**ASSIGNED TASK:** Without any of the pictures, set down the data below exactly.

Point-per-instance localization data
---

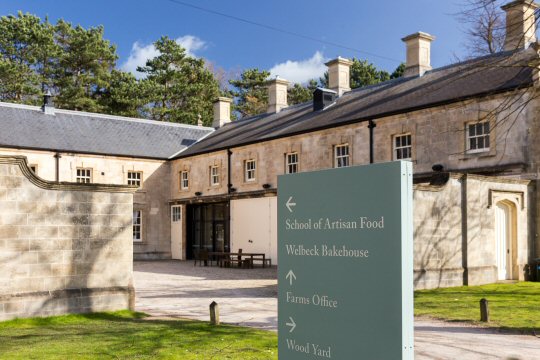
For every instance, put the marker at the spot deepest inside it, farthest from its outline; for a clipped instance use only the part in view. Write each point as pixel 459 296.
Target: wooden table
pixel 227 257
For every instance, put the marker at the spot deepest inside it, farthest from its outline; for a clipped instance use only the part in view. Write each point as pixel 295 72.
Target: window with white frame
pixel 84 175
pixel 403 147
pixel 250 168
pixel 184 180
pixel 341 155
pixel 291 163
pixel 478 136
pixel 137 225
pixel 135 178
pixel 214 175
pixel 176 213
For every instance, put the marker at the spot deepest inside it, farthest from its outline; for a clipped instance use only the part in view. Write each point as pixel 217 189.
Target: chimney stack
pixel 339 78
pixel 418 53
pixel 277 94
pixel 222 112
pixel 48 106
pixel 520 24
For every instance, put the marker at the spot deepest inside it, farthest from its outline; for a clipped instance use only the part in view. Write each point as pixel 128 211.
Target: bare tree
pixel 484 26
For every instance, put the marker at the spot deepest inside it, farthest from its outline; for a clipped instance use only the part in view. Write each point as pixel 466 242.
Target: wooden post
pixel 484 310
pixel 214 313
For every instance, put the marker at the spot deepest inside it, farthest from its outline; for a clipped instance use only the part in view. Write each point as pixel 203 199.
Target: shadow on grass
pixel 126 334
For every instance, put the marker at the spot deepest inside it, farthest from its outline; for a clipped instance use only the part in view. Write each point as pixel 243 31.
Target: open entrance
pixel 506 241
pixel 207 228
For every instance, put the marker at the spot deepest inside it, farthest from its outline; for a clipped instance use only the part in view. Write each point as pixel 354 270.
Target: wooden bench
pixel 265 262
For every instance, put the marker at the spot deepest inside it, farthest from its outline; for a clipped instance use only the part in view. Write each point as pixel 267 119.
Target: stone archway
pixel 506 240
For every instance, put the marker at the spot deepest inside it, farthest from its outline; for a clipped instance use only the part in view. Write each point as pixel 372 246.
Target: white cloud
pixel 301 71
pixel 140 53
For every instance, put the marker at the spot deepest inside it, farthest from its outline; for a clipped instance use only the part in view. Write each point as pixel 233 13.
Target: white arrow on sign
pixel 290 276
pixel 289 204
pixel 292 324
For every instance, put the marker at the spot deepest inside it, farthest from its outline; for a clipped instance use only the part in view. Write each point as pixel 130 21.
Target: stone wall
pixel 454 230
pixel 64 247
pixel 152 198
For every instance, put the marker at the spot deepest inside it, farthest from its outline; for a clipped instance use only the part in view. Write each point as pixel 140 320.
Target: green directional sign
pixel 346 263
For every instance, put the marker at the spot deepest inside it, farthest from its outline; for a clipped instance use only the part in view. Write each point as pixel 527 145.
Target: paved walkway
pixel 248 297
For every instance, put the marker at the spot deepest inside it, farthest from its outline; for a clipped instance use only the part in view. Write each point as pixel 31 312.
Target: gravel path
pixel 248 297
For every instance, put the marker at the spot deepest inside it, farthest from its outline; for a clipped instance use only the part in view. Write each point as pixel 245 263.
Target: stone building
pixel 73 146
pixel 470 129
pixel 475 117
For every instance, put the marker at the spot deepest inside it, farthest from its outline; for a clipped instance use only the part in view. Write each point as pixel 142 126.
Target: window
pixel 341 155
pixel 137 225
pixel 291 163
pixel 184 180
pixel 403 147
pixel 84 175
pixel 134 178
pixel 250 168
pixel 176 213
pixel 214 175
pixel 478 136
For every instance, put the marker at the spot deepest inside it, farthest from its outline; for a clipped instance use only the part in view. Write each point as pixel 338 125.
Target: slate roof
pixel 28 127
pixel 478 77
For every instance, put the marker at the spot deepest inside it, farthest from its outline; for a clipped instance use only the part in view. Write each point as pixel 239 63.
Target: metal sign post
pixel 346 263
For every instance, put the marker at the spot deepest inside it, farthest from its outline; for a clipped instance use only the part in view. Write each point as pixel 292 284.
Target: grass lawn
pixel 511 306
pixel 126 335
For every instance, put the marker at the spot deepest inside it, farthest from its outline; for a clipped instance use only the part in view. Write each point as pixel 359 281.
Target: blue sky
pixel 371 26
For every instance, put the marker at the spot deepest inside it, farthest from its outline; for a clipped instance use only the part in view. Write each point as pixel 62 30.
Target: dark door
pixel 207 228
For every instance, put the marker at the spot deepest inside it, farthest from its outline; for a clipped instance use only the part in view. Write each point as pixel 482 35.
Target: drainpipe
pixel 371 126
pixel 229 185
pixel 464 231
pixel 57 157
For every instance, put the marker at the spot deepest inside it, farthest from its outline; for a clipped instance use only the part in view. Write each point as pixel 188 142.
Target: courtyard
pixel 248 297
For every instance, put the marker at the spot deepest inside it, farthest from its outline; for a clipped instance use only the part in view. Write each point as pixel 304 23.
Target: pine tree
pixel 83 71
pixel 27 56
pixel 180 87
pixel 251 92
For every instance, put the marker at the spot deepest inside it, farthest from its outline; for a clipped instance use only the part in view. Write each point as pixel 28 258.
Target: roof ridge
pixel 106 116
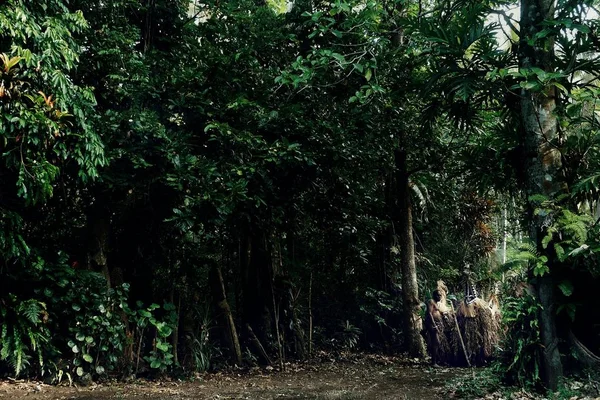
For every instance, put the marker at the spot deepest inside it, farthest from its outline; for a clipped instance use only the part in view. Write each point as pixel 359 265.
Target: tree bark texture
pixel 257 286
pixel 224 315
pixel 543 164
pixel 410 289
pixel 98 222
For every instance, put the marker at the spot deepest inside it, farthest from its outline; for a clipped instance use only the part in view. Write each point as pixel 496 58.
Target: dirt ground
pixel 357 377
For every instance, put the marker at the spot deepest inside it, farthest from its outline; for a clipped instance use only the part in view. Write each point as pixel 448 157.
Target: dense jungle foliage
pixel 188 185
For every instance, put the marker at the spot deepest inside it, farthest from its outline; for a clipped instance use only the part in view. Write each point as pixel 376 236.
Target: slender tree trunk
pixel 543 163
pixel 224 315
pixel 98 222
pixel 410 289
pixel 257 287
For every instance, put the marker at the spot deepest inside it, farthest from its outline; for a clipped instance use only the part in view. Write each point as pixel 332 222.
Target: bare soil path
pixel 355 377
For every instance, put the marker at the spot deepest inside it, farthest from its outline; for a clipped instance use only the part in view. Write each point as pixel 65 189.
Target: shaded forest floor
pixel 352 377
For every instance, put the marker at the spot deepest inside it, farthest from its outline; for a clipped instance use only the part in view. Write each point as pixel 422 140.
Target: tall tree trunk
pixel 410 289
pixel 224 315
pixel 543 164
pixel 98 222
pixel 257 286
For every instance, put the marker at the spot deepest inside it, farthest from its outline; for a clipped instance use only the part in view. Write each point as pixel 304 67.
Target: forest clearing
pixel 300 199
pixel 357 377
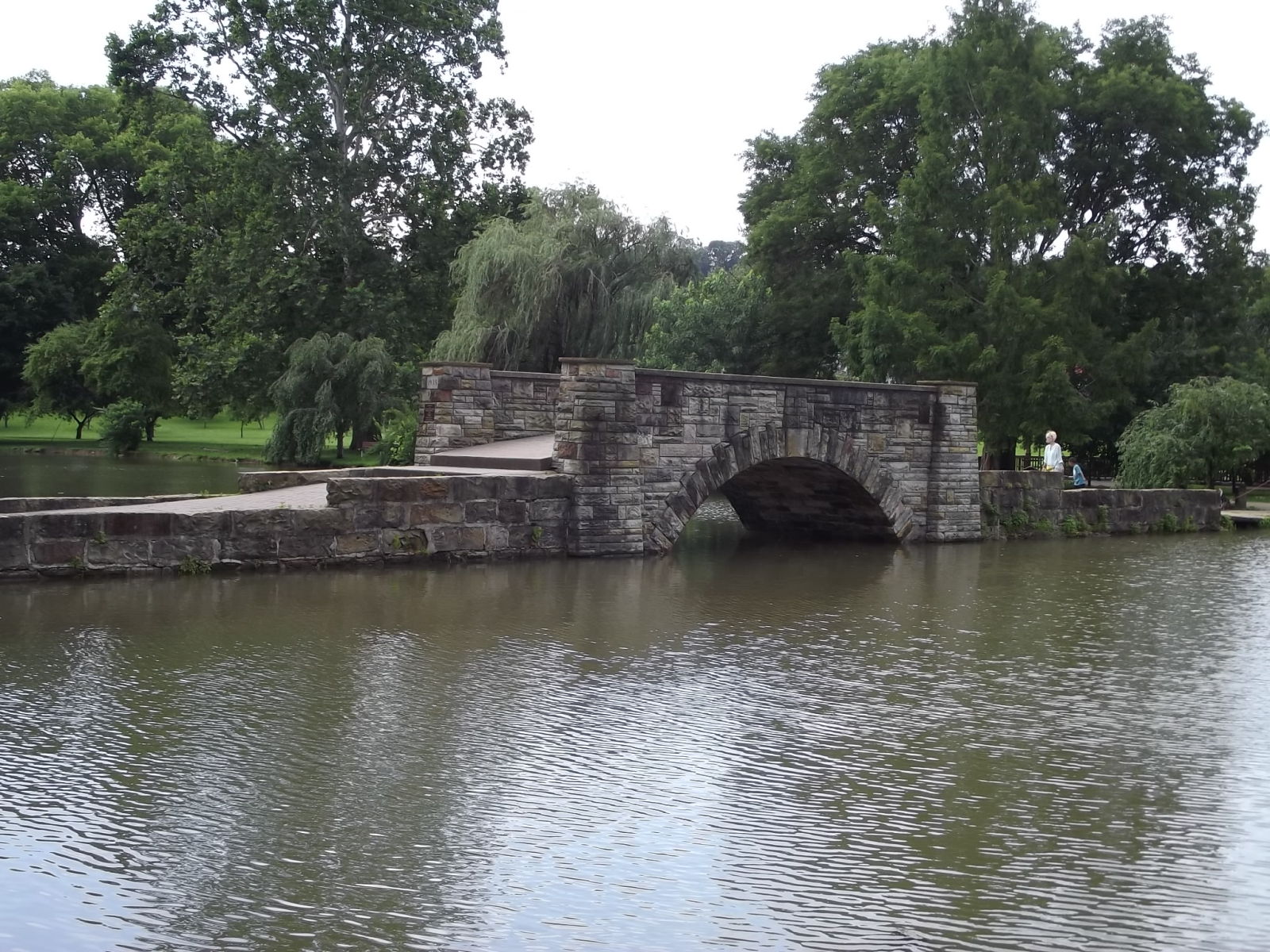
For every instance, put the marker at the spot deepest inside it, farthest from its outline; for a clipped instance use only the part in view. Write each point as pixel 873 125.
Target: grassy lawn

---

**REPLY:**
For every instance, put the marker at the spot deepest inside it, farthest from its outline; for a clipped instance use only the part in view. Write each point as pixel 459 296.
Target: wooden table
pixel 227 257
For every instance, put the marker at the spot deepest inside it, farthest from its outline; for a clipped instance use only the part in view. Write each point as pixel 295 72.
Target: window with white frame
pixel 84 175
pixel 403 147
pixel 250 168
pixel 184 180
pixel 341 155
pixel 291 163
pixel 478 136
pixel 137 225
pixel 135 178
pixel 214 175
pixel 176 213
For every instance, put the marker at the spot deepest inside it, farthest from its outline; for a clipped instance use only the part in view. Write each point as pixel 217 189.
Target: chimney stack
pixel 339 78
pixel 418 53
pixel 277 94
pixel 222 112
pixel 48 106
pixel 520 24
For every instance, put the marker at the spot deepest inside it, farthest from its outline; for a clipped instance use only the part in view. Write each point as pixel 128 211.
Target: bare tree
pixel 484 26
For every instance, put the marker at the spot deepest inside it, farthest from its outline; for a clipped instance use only the part in view. Write each point as pixel 466 242.
Target: wooden post
pixel 484 310
pixel 214 313
For every instance, put the marker at the spot deepest inside it, farthest from its outline; for a clipped instance use only the part in view. Write each point as pixel 203 199.
Target: shadow on grass
pixel 126 334
For every instance, put the marker at the spot deepest inside it, farthest from its outline; for a clipped instance use only the part in view. Write each point as pixel 243 31.
Target: open entrance
pixel 506 241
pixel 207 228
For every instance, put the marker at the spot deepest inside it, farthest from its outline; for a clipped instance use only the part in view. Write each point as pixel 354 270.
Target: wooden bench
pixel 265 262
For every instance, put the marker at the spot deepest inside it, farthest from its outline; for a clipped instance use only the part in view. Write each point as pixel 267 119.
Target: stone archway
pixel 506 240
For every instance, put the marker at the spot deepest inside it, farthest from its outline; for a clipped instance use only the part in view. Write each point as pixel 372 246.
Target: white cloud
pixel 301 71
pixel 140 53
For every instance, put the marker at the spot deepest inside it, farthest from its outline; for a clipped instance use only the part in view. Write each point as pixel 233 13.
Target: white arrow on sign
pixel 290 276
pixel 289 204
pixel 292 324
For every instance, put the marker at the spot deepest inside it, farthest from its outline; for a clipped instance use only the part in view. Write each point as pixel 130 21.
Target: stone wall
pixel 454 230
pixel 64 247
pixel 152 198
For every instance, put the marker at the spot deepest inside it, farthest from its outline; for a clipped instance use only the part in view. Write each point as pixel 140 320.
Target: green directional sign
pixel 346 263
For every instance, put the marker at the spot deepest inside it, farthest from its outline; for a clipped instance use only the part in view. Write each point as pixel 527 145.
Target: paved walkway
pixel 248 297
For every instance, put the marker at the spot deepest inside it, farthest from its outline; for a clipped instance use only the part in view. Write each point as pixel 31 312.
Target: gravel path
pixel 248 297
For every instance, put the marker at the spot deepest inside it, farthest from its outline; for a clipped instance use only the part in view. Write each point as pixel 245 263.
Target: stone building
pixel 73 146
pixel 470 129
pixel 475 117
For every instance, put the marker at the spot deepest inside it, farthest from its outline; for a clipped instance use only the part in view. Write each point as pixel 142 126.
Target: window
pixel 341 155
pixel 137 225
pixel 291 163
pixel 184 180
pixel 403 147
pixel 84 175
pixel 134 178
pixel 250 168
pixel 176 213
pixel 214 175
pixel 478 136
For every instance, put the marker at the spot deepest inside it, farthest from its outline; for a clipped instance use only the part in view. Write each point as pixel 338 125.
Target: slate roof
pixel 28 127
pixel 478 77
For every instance, put the marker at the spot deepest inside it, farthest from its outline; for a clipped instance use only the part in view. Write each point as pixel 239 63.
Target: metal sign post
pixel 346 263
For every instance, put the marker at the spot deepest inside it, farthest from its outline; for a clipped instance use only the part in view. Write each point as pixel 292 284.
Target: grass lawn
pixel 511 306
pixel 126 335
For every instance, put the marker at the spot deepest inside it, farthest from its outline; for a clipped instance use only the part in view. Write each point as pixel 359 281.
Target: blue sky
pixel 371 26
For every instance, put the marker at the spot deepest inside it, farthest from its outline; for a clipped instance use only the part in view. Write each point as pixel 62 30.
Target: dark door
pixel 207 228
For every instance, put the marker at the spot deepest inside it, farthest from its outline; for a clipped instance use only the part in view. Write each point as pixel 482 35.
Target: drainpipe
pixel 371 126
pixel 229 185
pixel 464 231
pixel 57 157
For every instance, put the marker at the spot deepest inside it, farthest from its outline; for a clipped instance use only the part in view. Write each point as pixel 188 142.
Target: courtyard
pixel 248 297
For every instance, put the marker at the spot deepest inside it, farthest from its outline; for a clipped instance use only the part in view. Write each point as pixel 304 23.
Target: pine tree
pixel 83 71
pixel 27 56
pixel 180 87
pixel 251 92
For every instance, put the marker at the spot deepest inside it, farthest from its outline; for a clipped instance use only the part in view. Write each point as pixel 28 258.
Target: roof ridge
pixel 106 116
For every instance, put the marker at the spot deepest inside it, farthest from its outline; for a clipped instance use only the part in view. Write each point as pixel 359 265.
Target: tree bark texture
pixel 257 286
pixel 224 315
pixel 543 164
pixel 410 289
pixel 98 222
For every instance, put the marker at the spot deepest inside it, farthest from its outline; for a clipped instance use only the part in view. Write each point as pixel 496 58.
Target: dirt ground
pixel 357 377
For every instance, put the marker at the spot deepest inside it, farthest from its outline; for a clipped instance use only the part in view. Write each point as pixel 448 157.
Target: dense jungle foliage
pixel 188 185
For every instance, put the marker at the spot deepest inside it, farthest from its outline; for a clipped instance use only the part in view. Write each point as pixel 376 236.
Target: slender tree trunk
pixel 543 163
pixel 224 315
pixel 98 222
pixel 410 289
pixel 257 287
For every instance, put the marker at the spot deepest inside it, farthest from its outline; for a clipped instance use only the part in view. Write each point as pixel 332 222.
Target: bare soil path
pixel 355 377
For every instance, put the marker at the spot deepest inside it, farthest from its outline; for a clipped instance use only the part in view. Write each point as pixel 65 189.
Target: shaded forest floor
pixel 352 377
For every instance, put the marker at the spot deepest inside it, farthest from its outline; for a clipped instance use only the part in view. Write each point as pixel 422 140.
Target: tall tree trunk
pixel 410 289
pixel 224 315
pixel 543 164
pixel 98 222
pixel 257 286
For every instance, put the marker at the spot deepest inside it, farthest from its outline; for a clipped instance use only the part in view. Write each point as pixel 304 67.
Target: forest clearing
pixel 300 199
pixel 357 377
For every instance, put the marker at the spot deepest inside it, farthest from its outline; for a clipped instance use only the part in view. Write each point as pixel 873 125.
Target: grassy lawn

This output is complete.